Given instruction:
Alter the passage of the secondary battery text starting with "Moreover, because the" and going on through "1 is described." by putting "size reduction" in place of "downsizing", and write the passage out again.

FIG. 5 is a schematic configuration diagram of a secondary battery according to an example of the present invention.

FIG. 6 is a schematic configuration diagram of an apparatus that performs suctioning inside a laminated pack, as an apparatus for manufacturing the secondary battery.

DESCRIPTION OF EMBODIMENTS

Hereinafter, a secondary battery and a method for manufacturing the same according to an embodiment of the present invention are described with reference to the drawings.

Firstly, the secondary battery is described with reference to FIG. 1 and FIG. 2.

As illustrated in FIG. 1, this secondary battery 1 includes an outer package 2 formed from an elastic member and contents 3, 4 accommodated in the outer package 2. The contents 3, 4 include an electrode body 4. The outer package 2 substantially uniformly applies pressing force to each of the front surfaces and the rear surfaces of the contents 3, 4 due to the elastic force of the outer package 2. The term “substantially uniformly” here is not limited to complete uniformity, and also includes that the pressing force is uniform enough to prevent the contact resistance inside the electrode body 4 from increasing.

The material of the outer package 2 is not particularly limited as long as the pressing force is applied to the contents 3, 4 inside the outer package 2 due to the elastic force thereof. The material of the outer package 2 is, for example, a rigid member such as resin and metal. The electrode body 4 is not particularly limited as long as the battery performance is improved by substantially uniformly applying the pressing force to each of the front surface and the rear surface of the electrode body 4. The electrode body 4 is, for example, on one of a liquid-based electrode body in which an electrolytic solution is used between a positive electrode layer and a negative electrode layer and a solid-based electrode body in which a solid electrolyte is used between the positive electrode layer and the negative electrode layer.

In this way, according to the secondary battery 1, because the pressing force is substantially uniformly applied to each of the front surface and the rear surface of the electrode body 4, the contact resistance inside the electrode body 4 is decreased, and consequently the battery performance can be improved.

Moreover, because the elastic force of the outer package 2 is utilized to substantially uniformly apply the pressing force to each of the front surface and the rear surface of the electrode body 4, a separate configuration for this pressing force is not necessary, and consequently downsizing can be achieved.

Here, a preferable configuration of the secondary battery 1 is described.

As illustrated in FIG. 1 and FIG. 2, it is preferable that the contents 3, 4 include a laminated pack 3 inside of which the electrode body 4 is hermetically accommodated. Accordingly, because the electrode body 4 is protected by the laminated pack 3, the battery performance can be further improved.

Moreover, it is preferable that the inside of the outer package 2 is under a negative pressure and that, inside the outer package 2, the inside of the laminated pack 3 is under a lower pressure than the outside thereof. That is, as illustrated in FIG. 2, it is preferable that, inside the outer package 2, a pressure P1 inside the laminated pack 3 is lower than a pressure P2 outside the laminated pack 3 (P1<P2). Accordingly, because the electrode body 4 is pressed due to not only the elastic force but also the difference between the respective pressures P1 and P2 of the inside and outside of the laminated pack 3, the contact resistance inside the electrode body 4 is further decreased, and consequently the battery performance can be further improved.

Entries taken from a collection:
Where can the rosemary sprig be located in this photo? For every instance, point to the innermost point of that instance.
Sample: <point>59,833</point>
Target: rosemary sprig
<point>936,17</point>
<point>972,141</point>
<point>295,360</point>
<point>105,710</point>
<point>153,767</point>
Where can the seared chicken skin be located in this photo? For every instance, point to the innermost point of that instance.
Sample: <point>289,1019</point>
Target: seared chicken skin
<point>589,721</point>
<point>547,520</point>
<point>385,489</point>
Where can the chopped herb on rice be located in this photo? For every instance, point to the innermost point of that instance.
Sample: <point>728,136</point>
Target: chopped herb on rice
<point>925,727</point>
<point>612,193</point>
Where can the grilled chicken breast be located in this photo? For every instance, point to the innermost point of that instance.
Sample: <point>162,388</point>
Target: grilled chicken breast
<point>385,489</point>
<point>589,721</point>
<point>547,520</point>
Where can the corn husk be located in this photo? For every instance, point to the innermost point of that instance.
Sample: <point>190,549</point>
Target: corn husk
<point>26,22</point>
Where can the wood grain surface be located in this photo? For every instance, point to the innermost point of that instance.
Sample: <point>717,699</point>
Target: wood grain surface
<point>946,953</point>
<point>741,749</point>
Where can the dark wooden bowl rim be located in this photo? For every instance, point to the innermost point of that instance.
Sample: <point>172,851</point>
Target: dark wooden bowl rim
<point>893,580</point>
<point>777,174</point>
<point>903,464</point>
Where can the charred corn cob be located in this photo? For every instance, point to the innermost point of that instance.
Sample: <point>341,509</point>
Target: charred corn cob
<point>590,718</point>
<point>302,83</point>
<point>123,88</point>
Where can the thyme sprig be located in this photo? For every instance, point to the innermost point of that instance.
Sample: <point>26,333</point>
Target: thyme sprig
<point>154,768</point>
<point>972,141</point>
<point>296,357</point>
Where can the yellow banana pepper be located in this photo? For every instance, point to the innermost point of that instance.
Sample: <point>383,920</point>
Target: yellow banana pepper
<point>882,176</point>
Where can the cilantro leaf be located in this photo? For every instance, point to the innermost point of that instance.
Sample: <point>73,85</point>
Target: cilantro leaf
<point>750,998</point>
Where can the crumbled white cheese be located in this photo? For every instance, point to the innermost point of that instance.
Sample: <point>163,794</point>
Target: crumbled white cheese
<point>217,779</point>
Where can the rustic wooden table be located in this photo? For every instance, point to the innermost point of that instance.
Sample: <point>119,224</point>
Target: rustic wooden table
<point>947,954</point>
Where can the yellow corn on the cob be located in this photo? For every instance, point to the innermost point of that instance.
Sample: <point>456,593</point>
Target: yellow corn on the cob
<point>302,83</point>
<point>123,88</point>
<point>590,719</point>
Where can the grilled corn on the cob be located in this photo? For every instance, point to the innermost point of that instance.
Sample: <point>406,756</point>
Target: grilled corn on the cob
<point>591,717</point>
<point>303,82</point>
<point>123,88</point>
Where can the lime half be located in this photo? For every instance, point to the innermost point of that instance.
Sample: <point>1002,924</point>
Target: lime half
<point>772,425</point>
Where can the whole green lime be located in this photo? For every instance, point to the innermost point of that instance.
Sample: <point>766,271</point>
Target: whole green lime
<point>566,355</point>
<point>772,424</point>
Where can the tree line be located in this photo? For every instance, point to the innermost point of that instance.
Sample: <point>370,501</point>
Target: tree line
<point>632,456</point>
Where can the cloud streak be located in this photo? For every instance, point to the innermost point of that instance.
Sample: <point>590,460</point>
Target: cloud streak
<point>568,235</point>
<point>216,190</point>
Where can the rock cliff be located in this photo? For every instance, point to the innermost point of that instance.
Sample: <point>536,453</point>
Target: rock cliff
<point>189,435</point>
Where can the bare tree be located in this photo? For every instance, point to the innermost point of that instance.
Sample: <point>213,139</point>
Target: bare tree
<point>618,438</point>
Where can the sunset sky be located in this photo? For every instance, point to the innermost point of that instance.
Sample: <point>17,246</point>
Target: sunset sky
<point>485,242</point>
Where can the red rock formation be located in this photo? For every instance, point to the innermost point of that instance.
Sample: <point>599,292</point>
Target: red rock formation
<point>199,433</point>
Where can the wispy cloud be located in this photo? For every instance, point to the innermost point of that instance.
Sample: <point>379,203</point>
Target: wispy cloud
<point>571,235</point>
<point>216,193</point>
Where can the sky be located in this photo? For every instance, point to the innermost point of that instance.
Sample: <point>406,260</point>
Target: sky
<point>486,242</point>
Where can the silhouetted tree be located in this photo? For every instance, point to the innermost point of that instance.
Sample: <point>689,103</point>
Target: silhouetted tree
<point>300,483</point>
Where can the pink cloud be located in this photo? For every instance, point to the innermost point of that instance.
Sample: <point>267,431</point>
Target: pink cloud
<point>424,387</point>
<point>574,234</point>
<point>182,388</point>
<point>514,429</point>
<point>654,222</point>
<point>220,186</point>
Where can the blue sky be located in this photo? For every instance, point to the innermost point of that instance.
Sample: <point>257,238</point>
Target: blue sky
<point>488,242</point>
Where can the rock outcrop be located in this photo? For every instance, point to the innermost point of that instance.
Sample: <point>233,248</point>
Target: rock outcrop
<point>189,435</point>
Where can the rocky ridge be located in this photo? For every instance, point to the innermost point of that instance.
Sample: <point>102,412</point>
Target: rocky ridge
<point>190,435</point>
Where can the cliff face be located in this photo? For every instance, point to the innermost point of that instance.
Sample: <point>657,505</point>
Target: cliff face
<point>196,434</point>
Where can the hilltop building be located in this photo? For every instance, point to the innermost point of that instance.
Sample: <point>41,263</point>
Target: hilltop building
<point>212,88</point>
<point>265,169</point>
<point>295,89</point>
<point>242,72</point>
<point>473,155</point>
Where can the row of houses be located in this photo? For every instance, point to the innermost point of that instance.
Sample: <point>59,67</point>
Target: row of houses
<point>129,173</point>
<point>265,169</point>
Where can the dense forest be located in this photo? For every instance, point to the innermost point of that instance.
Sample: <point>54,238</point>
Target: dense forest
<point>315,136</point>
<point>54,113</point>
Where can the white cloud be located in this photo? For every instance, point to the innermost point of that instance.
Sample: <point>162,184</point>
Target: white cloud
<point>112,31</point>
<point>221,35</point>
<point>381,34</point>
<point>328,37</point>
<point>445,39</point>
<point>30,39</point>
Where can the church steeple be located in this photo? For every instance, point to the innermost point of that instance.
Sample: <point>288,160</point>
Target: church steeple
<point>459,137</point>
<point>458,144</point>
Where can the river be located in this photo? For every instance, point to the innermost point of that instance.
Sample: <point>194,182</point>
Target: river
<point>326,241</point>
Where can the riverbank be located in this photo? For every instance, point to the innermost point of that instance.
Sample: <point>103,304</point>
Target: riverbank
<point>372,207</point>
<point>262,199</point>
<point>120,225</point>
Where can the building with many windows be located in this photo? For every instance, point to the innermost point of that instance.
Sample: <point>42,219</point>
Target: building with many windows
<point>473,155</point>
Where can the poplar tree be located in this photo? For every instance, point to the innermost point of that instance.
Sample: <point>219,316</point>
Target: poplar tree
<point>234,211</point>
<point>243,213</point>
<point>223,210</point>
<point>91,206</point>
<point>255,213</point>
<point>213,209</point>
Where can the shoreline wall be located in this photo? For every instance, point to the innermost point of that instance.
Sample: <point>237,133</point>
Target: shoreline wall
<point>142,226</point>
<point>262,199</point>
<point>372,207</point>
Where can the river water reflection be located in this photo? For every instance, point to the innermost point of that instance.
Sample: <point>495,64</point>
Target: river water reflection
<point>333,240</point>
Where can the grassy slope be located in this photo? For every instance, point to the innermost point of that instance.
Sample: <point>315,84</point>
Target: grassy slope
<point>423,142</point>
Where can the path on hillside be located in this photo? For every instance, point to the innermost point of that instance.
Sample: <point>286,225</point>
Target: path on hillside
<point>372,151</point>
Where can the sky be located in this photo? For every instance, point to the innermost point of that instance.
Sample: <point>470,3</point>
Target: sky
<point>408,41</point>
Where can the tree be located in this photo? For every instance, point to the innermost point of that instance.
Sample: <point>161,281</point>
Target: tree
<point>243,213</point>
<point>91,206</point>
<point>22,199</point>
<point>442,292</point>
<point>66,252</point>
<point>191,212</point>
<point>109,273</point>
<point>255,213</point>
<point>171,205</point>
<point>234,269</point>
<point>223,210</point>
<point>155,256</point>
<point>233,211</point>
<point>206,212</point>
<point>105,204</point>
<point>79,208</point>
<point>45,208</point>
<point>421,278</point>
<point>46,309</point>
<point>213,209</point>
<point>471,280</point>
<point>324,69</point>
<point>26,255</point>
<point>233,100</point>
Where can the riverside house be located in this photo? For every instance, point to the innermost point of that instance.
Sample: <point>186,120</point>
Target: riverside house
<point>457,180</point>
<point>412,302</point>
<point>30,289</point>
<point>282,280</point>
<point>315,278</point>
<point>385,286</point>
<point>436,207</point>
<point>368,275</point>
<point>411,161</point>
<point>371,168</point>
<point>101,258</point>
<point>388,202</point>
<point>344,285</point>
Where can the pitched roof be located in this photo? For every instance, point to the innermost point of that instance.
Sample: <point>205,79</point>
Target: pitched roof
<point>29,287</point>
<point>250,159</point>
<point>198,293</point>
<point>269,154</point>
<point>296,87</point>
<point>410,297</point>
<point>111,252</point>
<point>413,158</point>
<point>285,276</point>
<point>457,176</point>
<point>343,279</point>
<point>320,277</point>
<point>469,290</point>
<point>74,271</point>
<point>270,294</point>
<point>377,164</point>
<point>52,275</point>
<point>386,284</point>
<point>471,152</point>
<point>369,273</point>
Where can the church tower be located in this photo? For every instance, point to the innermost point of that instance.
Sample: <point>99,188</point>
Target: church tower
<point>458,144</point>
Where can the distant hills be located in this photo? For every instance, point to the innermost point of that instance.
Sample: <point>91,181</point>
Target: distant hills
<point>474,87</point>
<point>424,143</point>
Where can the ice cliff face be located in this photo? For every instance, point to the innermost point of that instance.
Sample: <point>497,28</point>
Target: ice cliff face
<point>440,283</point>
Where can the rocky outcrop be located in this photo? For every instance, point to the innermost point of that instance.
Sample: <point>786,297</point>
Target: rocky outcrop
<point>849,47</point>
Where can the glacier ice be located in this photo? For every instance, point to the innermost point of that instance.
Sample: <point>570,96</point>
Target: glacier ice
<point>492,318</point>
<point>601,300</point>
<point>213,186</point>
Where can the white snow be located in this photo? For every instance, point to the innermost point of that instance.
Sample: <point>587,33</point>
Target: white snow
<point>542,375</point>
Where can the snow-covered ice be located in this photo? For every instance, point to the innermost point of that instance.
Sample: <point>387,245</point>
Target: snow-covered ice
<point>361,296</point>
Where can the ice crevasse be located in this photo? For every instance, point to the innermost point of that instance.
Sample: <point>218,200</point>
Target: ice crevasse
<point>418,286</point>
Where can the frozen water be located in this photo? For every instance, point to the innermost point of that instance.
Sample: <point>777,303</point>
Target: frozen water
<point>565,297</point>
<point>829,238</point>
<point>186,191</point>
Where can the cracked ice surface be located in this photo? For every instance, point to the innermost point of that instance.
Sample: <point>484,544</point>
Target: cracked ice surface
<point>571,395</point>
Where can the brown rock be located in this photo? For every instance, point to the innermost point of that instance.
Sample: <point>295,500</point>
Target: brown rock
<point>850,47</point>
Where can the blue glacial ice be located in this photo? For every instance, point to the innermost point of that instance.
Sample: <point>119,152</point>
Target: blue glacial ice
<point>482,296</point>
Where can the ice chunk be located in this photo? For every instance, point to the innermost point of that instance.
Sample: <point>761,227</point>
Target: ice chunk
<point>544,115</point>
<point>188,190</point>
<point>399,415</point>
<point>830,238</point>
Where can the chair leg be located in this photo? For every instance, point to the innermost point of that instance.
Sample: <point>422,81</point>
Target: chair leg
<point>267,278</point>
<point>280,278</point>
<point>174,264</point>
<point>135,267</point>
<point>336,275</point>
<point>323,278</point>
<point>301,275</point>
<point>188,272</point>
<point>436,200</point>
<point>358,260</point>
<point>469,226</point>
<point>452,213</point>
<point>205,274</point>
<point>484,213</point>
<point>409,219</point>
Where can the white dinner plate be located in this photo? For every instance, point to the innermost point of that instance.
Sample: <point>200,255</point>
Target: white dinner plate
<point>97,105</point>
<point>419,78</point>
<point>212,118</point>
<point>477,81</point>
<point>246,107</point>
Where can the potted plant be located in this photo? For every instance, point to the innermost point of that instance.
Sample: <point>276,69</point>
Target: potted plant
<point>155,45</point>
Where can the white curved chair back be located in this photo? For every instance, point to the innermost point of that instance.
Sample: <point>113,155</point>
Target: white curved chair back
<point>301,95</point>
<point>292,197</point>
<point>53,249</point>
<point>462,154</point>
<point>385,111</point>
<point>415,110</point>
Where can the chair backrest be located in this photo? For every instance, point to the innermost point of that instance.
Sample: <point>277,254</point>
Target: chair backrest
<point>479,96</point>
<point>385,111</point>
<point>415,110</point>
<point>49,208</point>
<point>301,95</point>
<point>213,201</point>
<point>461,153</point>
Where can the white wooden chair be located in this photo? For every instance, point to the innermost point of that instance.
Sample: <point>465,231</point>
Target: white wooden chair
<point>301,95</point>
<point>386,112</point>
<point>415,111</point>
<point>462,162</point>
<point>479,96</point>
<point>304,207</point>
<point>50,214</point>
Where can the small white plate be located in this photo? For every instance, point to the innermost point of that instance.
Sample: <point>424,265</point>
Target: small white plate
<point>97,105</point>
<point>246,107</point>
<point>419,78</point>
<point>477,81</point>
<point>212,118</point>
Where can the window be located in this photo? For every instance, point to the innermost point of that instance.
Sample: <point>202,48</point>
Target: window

Output for this exercise:
Moreover, because the elastic force of the outer package 2 is utilized to substantially uniformly apply the pressing force to each of the front surface and the rear surface of the electrode body 4, a separate configuration for this pressing force is not necessary, and consequently size reduction can be achieved.

Here, a preferable configuration of the secondary battery 1 is described.